WORK TO COMPLETE
Rewrite the items between the line containing "Indicate one point per instance of the rider's" and the end of the items, inclusive. Increase every x and y coordinate in the answers by 80 and leave everything else unchanged.

* start THE DATA *

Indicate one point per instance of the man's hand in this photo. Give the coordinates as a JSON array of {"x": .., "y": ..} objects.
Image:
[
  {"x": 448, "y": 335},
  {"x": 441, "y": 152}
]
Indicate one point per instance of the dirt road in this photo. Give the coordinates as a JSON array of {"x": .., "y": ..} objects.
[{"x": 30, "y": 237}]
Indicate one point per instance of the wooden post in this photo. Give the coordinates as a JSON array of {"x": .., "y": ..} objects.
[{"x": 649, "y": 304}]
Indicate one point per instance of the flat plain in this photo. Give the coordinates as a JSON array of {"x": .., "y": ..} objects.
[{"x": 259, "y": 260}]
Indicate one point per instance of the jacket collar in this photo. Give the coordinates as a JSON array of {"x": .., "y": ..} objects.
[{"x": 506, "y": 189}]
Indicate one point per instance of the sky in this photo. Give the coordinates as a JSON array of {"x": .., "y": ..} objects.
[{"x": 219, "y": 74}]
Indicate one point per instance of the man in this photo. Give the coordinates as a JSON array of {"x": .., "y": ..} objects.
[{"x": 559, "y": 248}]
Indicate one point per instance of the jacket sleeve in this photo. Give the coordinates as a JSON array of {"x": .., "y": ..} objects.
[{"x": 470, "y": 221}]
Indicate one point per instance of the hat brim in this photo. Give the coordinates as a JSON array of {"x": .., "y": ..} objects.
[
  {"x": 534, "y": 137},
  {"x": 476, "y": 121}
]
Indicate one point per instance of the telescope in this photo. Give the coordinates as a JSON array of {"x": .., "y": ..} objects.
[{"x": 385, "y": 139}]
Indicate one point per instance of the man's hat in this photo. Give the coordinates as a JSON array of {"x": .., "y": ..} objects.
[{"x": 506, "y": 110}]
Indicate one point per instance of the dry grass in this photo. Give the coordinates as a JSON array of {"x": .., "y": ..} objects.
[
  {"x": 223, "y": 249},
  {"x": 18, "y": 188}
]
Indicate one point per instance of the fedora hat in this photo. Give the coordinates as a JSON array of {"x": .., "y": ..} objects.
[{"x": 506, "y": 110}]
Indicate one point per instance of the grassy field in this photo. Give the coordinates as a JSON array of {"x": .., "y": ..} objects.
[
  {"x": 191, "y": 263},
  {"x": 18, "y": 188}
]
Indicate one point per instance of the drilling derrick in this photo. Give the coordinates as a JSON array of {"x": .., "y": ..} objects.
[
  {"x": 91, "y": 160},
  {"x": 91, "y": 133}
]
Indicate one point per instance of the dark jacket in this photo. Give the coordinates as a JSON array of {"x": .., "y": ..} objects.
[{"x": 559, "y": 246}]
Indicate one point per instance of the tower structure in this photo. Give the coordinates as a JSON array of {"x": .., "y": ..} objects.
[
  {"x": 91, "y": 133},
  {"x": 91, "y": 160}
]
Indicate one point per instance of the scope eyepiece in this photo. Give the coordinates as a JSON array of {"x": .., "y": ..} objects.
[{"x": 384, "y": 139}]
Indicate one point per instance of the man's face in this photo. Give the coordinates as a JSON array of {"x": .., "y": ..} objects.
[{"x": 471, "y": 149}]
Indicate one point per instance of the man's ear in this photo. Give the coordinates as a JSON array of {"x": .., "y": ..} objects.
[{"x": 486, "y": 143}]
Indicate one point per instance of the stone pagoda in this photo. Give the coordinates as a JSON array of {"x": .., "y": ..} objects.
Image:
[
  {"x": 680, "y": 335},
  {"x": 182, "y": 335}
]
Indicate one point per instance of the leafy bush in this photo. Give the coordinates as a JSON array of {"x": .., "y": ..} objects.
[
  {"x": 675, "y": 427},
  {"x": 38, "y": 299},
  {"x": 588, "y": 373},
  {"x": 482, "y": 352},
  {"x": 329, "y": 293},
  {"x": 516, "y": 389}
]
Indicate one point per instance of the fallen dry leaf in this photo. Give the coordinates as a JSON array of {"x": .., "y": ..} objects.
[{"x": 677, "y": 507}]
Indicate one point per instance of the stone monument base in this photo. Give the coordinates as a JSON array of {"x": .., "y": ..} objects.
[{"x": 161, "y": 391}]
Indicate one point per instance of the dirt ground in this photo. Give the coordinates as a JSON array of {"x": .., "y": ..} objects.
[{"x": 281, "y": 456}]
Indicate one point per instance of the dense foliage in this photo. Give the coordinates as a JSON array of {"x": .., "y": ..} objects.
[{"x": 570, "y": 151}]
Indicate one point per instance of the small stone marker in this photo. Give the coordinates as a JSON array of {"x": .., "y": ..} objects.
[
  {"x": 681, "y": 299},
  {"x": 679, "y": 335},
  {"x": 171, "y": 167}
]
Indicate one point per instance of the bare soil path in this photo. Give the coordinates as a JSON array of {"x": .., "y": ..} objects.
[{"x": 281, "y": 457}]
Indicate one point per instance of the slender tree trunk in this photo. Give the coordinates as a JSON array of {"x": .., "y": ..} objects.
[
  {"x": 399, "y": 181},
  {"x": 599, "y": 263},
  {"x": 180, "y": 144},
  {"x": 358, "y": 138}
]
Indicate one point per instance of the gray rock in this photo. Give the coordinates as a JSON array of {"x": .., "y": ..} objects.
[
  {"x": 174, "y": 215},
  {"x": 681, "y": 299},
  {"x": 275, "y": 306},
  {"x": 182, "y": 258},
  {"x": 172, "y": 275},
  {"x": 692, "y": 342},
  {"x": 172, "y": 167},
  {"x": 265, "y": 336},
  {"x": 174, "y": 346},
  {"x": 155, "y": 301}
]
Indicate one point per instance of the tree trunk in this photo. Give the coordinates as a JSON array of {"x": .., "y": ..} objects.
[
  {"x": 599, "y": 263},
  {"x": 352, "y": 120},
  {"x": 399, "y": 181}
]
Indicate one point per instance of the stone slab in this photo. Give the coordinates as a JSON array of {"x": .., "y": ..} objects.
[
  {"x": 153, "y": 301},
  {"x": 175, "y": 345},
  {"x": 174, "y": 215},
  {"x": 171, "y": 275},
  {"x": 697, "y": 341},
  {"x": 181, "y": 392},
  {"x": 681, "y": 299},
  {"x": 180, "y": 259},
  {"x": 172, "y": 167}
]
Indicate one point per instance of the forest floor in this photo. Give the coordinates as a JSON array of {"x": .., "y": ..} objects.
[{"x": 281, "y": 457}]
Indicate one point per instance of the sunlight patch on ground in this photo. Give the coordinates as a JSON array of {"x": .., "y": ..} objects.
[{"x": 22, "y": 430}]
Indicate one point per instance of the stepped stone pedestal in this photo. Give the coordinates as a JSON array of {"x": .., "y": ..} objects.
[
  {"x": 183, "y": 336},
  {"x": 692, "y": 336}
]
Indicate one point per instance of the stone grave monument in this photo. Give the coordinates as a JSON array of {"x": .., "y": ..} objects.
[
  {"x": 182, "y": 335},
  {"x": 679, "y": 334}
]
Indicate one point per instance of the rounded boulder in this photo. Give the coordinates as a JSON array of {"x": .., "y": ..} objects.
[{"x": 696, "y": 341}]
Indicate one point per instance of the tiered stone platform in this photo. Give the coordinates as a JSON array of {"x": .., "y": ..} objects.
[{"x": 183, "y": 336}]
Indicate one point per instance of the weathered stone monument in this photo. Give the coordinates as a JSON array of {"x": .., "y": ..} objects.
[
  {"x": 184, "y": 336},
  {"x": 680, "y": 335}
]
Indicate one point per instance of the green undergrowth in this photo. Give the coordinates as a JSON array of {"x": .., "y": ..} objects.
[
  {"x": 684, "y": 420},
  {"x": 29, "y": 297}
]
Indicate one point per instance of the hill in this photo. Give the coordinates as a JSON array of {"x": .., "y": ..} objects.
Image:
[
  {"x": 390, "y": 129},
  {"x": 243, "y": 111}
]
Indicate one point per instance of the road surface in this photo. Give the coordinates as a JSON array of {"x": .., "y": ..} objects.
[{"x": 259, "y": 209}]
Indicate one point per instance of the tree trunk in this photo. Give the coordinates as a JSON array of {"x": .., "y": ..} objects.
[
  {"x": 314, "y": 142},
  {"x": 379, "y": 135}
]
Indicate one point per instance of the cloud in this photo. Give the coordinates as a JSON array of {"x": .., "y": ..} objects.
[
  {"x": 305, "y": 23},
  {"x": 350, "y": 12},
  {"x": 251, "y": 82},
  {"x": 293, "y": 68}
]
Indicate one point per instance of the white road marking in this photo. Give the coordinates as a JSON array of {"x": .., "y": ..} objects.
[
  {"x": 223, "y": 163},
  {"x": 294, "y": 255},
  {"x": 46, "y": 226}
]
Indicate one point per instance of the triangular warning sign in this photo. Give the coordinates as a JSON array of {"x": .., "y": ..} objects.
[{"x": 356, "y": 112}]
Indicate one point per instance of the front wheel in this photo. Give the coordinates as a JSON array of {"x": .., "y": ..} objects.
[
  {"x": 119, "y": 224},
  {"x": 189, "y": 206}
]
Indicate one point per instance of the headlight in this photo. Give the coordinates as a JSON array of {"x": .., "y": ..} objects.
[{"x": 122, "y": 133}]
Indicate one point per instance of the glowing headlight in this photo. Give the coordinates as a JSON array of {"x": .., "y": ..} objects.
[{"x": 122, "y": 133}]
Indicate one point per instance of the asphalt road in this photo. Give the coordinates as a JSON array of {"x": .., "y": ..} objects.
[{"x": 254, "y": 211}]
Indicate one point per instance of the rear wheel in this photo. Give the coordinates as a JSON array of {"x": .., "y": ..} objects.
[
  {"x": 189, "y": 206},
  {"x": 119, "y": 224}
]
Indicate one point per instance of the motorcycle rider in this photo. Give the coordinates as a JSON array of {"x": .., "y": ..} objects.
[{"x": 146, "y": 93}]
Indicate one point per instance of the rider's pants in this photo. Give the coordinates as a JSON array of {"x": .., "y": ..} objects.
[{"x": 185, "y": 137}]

* end THE DATA *

THE REPLY
Indicate one point per instance of the rider's pants in this photo. Give the coordinates as a JSON array of {"x": .., "y": ..} objects.
[{"x": 265, "y": 217}]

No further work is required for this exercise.